Stated exercise:
Every line of the material below must be repeated exactly.

Data provided:

- - -

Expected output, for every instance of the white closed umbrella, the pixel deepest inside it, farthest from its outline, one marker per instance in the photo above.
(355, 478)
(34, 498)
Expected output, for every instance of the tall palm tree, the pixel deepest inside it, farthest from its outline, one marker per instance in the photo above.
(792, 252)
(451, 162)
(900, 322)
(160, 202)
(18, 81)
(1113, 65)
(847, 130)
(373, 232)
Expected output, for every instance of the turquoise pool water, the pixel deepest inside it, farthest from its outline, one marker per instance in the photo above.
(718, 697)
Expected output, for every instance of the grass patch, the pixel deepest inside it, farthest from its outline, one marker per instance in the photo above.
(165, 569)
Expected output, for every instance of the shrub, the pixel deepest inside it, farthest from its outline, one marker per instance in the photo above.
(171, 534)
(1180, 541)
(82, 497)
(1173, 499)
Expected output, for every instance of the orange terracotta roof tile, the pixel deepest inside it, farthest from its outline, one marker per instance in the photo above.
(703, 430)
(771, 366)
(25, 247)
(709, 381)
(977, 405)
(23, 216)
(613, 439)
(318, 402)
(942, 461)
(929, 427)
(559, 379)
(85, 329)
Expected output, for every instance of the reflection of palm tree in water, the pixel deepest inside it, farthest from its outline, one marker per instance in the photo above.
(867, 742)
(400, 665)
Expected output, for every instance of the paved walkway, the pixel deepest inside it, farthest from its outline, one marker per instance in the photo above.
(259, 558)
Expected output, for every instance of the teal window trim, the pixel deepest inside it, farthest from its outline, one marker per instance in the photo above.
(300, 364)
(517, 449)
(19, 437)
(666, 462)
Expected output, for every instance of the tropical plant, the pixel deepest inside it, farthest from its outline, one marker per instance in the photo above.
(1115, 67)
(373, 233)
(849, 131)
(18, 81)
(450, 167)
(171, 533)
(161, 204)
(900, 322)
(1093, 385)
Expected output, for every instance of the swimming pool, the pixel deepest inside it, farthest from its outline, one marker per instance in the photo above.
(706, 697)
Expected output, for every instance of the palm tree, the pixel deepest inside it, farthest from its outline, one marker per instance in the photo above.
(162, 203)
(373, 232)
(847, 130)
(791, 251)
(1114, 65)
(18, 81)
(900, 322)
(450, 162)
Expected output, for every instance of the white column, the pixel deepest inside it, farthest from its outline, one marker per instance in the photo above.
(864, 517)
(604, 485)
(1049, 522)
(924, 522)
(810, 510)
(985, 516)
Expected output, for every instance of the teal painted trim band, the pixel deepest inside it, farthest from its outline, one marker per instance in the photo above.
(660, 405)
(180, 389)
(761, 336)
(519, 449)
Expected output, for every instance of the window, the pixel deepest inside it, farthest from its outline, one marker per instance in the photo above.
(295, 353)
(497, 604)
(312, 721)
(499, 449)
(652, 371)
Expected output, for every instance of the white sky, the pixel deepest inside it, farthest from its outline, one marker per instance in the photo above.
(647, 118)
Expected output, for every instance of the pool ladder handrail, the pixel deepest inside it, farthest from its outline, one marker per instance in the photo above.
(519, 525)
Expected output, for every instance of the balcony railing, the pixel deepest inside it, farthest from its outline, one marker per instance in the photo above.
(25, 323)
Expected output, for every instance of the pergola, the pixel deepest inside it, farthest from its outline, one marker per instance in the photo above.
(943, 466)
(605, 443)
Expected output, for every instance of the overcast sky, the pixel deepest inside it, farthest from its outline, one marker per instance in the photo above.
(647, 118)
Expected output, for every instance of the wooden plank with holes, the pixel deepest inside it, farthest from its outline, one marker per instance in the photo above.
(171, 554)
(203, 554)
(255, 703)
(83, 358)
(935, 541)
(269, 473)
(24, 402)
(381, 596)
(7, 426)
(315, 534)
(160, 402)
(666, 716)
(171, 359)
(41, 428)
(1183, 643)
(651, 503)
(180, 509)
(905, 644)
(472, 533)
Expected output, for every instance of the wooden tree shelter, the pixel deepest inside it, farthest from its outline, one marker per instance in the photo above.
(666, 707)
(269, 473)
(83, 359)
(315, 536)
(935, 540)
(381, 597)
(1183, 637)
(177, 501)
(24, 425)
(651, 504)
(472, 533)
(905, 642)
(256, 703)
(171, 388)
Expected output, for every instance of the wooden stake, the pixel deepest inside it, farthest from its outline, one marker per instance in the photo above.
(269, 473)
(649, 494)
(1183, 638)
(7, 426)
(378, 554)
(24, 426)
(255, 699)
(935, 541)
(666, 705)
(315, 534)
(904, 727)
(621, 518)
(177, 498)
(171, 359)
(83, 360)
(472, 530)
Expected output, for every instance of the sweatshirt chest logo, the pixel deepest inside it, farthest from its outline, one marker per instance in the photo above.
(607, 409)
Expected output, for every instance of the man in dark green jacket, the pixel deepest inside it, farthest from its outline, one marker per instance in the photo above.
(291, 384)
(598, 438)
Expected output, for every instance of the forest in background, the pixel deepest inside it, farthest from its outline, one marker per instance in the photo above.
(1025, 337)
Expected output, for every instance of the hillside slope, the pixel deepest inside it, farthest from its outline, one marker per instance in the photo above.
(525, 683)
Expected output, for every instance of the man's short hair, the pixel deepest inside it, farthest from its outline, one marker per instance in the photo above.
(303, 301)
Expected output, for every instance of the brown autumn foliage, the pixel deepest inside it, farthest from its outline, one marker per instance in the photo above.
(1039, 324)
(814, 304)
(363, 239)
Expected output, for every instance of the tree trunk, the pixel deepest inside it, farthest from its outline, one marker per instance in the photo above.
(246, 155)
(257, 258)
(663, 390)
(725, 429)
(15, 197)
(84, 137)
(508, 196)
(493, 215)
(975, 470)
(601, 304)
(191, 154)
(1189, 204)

- - -

Written response:
Expected output, for every instance of the white closed umbrella, the pixel deepest inside it, farthest from its outline, one marker per instance in the photo above.
(355, 478)
(34, 498)
Expected output, for every instance of the tall palm tree, the pixel deepest inside it, farthest from its outline, one marker per instance in the photo above.
(792, 252)
(451, 162)
(900, 322)
(160, 202)
(18, 81)
(1113, 65)
(847, 130)
(373, 232)
Expected output, for every instance of the turquoise pool water, the pixel deepest inside it, farthest from its outline, one marker per instance in the photo above.
(718, 697)
Expected output, for every instance of the grass patch, the pixel deepest inside it, farthest from its outline, one marker per instance in the photo above.
(165, 569)
Expected output, for every instance of the shrub, the pixel deepest inside it, farthest from its outline, one marker per instance in the photo above.
(171, 534)
(1180, 541)
(82, 497)
(1173, 499)
Expected output, for every instance of the orange terracotta roof tile, the pixel deepest inside it, farthest from its outline, one marker per instance in the photo above.
(703, 430)
(771, 366)
(25, 247)
(709, 381)
(977, 405)
(23, 216)
(613, 439)
(318, 402)
(942, 461)
(929, 427)
(559, 379)
(85, 329)
Expected output, for every instance of the reflection of palm tree in water, the pixel deepest inside it, farthest from its outline, one marker per instance in the photo above.
(867, 742)
(400, 665)
Expected output, for every instance of the paved walkway, the pixel deepest inside it, farthest from its outline, one marker per instance in the photo above.
(259, 558)
Expected output, for every instance of the teal window trim, the pixel deepest inside it, farthest from its outline, one marker per instance in the photo above.
(300, 364)
(517, 449)
(19, 437)
(666, 462)
Expected output, for every instance of the tropical plant, the pixel deepest inside it, farthest from its outline, one marker per instance in the photo above.
(1115, 67)
(373, 233)
(849, 131)
(18, 81)
(450, 167)
(171, 533)
(161, 204)
(900, 322)
(1093, 385)
Expected output, for every instance of the swimming pool, the pixel deepest inside it, farthest from its outline, one marker per instance in the photo above.
(706, 697)
Expected output, for every instance of the palm tree, the pixel deepest inside it, farthest from its outline, one marker per instance in the photo above.
(162, 203)
(373, 232)
(847, 130)
(791, 251)
(1114, 65)
(18, 81)
(900, 322)
(450, 162)
Expected output, for every instance of the white column, the pixel deepest inside it, farthest from its outline, one marker per instance in the photo above.
(864, 517)
(604, 485)
(1049, 522)
(924, 522)
(810, 510)
(985, 516)
Expected output, for every instance of the teal painted trim band, the pixel deepest inside it, farthest from its outline, one marker per instance in the photo above.
(660, 405)
(180, 389)
(761, 336)
(519, 449)
Expected output, for every instance of the window, the pixel deepest inside it, farthest from its outline, one marker per instance in the photo above.
(295, 353)
(497, 604)
(312, 721)
(499, 449)
(652, 371)
Expected output, for every instance of the white sky, the pixel deepest inside it, farthest from its outline, one marker per instance in the photo above.
(647, 118)
Expected output, for every instance of the pool ladder handrail, the pixel deepest inside it, farthest from its outline, one marker per instance in the photo above.
(519, 525)
Expected output, for every instance of the balcony railing, the pixel deepest inside it, farthest from its outline, one marker per instance in the photo above.
(25, 323)
Expected output, for every instance of the pergola, the pixel deepest inside it, farthest from its outline, one marker per instance in the photo above.
(943, 466)
(605, 443)
Expected output, for every instance of the overcast sky, the pixel deepest inside it, farthest from its outline, one marker per instance in the photo above.
(647, 118)
Expected output, for every instance of the wooden plank with holes, the pixel deepest inside it, farthest from its outline, one marker per instance in the photo above.
(171, 554)
(203, 554)
(255, 703)
(83, 358)
(935, 541)
(269, 473)
(24, 402)
(381, 596)
(7, 426)
(315, 534)
(160, 402)
(666, 716)
(171, 359)
(41, 428)
(1183, 643)
(651, 503)
(180, 509)
(905, 644)
(472, 533)
Expected output, for every instance of the wooden tree shelter, the pixel deepest inside it, farthest from its outline, one marker per instance in the photo above.
(666, 707)
(269, 473)
(83, 359)
(315, 536)
(935, 540)
(381, 597)
(1183, 637)
(177, 501)
(24, 425)
(651, 504)
(472, 533)
(905, 642)
(256, 703)
(171, 388)
Expected output, for every instance of the wooden stake, the pixel deepest inside it, farthest from its outline, one marker per instance in the photo above.
(269, 473)
(649, 494)
(1183, 638)
(7, 426)
(378, 554)
(24, 426)
(255, 699)
(935, 541)
(666, 705)
(315, 534)
(904, 727)
(621, 518)
(177, 498)
(171, 359)
(83, 360)
(472, 530)
Expected output, for every instance of the sweatshirt chest logo, the pixel deepest inside it, farthest from its outline, one marker per instance in the photo above.
(607, 409)
Expected output, for every instance of the man in dark green jacket, the pixel deepest inside it, farthest from its outline, one marker per instance in the photo above.
(291, 384)
(598, 438)
Expected output, for every instance of the forest in background, the pixel deepest inside it, farthest from its outline, one marker per instance in the photo above.
(1025, 337)
Expected output, for every instance of the hillside slope, the pixel deepest inside it, farthest from its outline, one marker per instance in the photo above.
(525, 683)
Expected output, for every instance of the man's short hair, the pixel deepest inside it, farthest from its outline, one marker per instance in the photo above.
(303, 301)
Expected output, for every instance of the brown autumn foliage, the pixel deepest inside it, farthest from its outline, one marker per instance in the photo above.
(1039, 324)
(814, 304)
(363, 239)
Expected output, for every instance of the tree trunk, the pixel deepest inside it, farthest from its outline, one marker per instance in the photo above.
(246, 155)
(257, 258)
(663, 390)
(725, 429)
(15, 197)
(84, 137)
(508, 196)
(493, 215)
(975, 470)
(601, 304)
(191, 154)
(1189, 204)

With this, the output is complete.